#### [Task details]
Starting at the line that contains "Tag the white interior", copy each line through the final one exactly as written.

[Start Material to process]

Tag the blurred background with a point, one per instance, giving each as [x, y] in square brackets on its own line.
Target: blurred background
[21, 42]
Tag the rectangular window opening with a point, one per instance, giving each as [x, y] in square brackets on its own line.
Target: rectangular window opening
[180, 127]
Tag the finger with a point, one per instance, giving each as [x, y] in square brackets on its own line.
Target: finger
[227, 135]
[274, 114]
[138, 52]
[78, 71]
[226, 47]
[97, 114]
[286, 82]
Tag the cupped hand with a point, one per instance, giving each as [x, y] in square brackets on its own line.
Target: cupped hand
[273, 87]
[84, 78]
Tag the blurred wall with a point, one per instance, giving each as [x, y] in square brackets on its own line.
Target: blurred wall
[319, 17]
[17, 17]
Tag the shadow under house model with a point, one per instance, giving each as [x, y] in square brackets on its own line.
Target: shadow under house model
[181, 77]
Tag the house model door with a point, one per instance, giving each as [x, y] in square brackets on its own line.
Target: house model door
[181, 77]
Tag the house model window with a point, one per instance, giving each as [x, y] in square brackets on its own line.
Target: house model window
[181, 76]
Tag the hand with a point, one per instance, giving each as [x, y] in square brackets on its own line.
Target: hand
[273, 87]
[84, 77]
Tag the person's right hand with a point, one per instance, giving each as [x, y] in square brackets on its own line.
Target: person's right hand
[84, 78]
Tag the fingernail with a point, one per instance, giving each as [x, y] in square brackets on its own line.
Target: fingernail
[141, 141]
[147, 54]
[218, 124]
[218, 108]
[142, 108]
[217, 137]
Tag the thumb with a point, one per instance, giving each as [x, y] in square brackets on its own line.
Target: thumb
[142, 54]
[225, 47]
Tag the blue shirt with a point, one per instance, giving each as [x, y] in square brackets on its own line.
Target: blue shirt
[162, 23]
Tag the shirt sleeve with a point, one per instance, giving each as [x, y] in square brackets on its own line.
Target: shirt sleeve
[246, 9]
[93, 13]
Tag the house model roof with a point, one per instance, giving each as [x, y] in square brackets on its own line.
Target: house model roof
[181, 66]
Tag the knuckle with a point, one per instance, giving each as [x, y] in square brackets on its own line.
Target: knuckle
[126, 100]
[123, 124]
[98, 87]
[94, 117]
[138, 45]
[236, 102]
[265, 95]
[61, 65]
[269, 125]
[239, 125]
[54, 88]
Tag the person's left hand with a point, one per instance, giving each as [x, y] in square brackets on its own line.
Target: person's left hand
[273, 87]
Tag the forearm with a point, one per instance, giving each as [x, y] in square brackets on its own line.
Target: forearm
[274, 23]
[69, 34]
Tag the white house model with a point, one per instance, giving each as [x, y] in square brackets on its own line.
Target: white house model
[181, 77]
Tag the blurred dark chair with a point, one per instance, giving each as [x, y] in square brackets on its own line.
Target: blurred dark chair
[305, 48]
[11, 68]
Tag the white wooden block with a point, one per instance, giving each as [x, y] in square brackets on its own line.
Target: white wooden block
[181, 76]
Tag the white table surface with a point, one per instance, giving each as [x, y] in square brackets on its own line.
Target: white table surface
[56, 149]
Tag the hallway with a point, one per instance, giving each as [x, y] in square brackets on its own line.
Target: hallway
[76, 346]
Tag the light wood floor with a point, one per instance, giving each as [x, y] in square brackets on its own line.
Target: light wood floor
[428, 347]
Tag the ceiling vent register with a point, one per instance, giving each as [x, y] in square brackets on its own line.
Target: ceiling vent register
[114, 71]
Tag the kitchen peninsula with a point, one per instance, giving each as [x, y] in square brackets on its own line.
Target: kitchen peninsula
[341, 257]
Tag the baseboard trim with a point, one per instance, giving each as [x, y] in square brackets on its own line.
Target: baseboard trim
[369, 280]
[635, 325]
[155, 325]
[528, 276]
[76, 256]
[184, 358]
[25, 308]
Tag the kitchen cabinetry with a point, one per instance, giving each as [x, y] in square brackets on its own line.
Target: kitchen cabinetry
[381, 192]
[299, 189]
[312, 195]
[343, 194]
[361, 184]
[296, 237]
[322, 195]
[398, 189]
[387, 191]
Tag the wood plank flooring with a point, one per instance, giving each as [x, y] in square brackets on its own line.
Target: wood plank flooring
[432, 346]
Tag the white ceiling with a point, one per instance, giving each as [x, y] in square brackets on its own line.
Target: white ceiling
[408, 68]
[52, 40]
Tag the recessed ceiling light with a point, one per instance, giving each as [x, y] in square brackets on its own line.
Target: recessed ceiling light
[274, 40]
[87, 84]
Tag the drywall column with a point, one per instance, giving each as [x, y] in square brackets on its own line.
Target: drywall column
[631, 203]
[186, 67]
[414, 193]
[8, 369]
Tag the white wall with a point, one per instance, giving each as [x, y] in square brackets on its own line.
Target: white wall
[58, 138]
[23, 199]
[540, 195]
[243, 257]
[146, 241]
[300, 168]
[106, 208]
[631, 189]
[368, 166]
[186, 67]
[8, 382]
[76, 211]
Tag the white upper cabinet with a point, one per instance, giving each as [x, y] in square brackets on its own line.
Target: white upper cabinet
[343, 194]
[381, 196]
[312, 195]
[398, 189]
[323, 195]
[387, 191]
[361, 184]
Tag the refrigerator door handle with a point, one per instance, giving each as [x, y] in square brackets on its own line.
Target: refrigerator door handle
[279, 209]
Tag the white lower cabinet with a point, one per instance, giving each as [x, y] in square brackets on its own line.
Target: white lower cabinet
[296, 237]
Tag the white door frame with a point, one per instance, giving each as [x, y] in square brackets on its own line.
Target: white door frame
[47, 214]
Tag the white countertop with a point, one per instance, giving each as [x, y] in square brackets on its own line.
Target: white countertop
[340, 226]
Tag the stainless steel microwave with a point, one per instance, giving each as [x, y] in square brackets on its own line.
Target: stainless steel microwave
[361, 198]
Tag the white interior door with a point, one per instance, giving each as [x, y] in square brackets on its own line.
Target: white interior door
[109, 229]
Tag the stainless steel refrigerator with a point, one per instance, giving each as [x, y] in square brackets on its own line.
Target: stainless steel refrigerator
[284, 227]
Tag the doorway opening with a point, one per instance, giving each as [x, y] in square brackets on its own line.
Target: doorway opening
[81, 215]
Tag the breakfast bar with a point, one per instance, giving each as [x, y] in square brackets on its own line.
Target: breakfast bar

[End Material to process]

#### [Correct result]
Tag the white interior door with a point, one per instance, giving each as [x, y] in square brackets on its own line.
Target: white interior door
[109, 229]
Tag the stainless steel refrigerator with a point, one per instance, giving each as [x, y] in square brackets on its own line.
Target: stainless steel refrigerator
[284, 227]
Tag the doorway opening with a point, one per instance, giving each as [x, y] in square brackets on its own line.
Target: doorway opening
[81, 215]
Tag the breakfast bar with a point, one per instance, giving each as [x, y] in square brackets on its own line.
Target: breakfast bar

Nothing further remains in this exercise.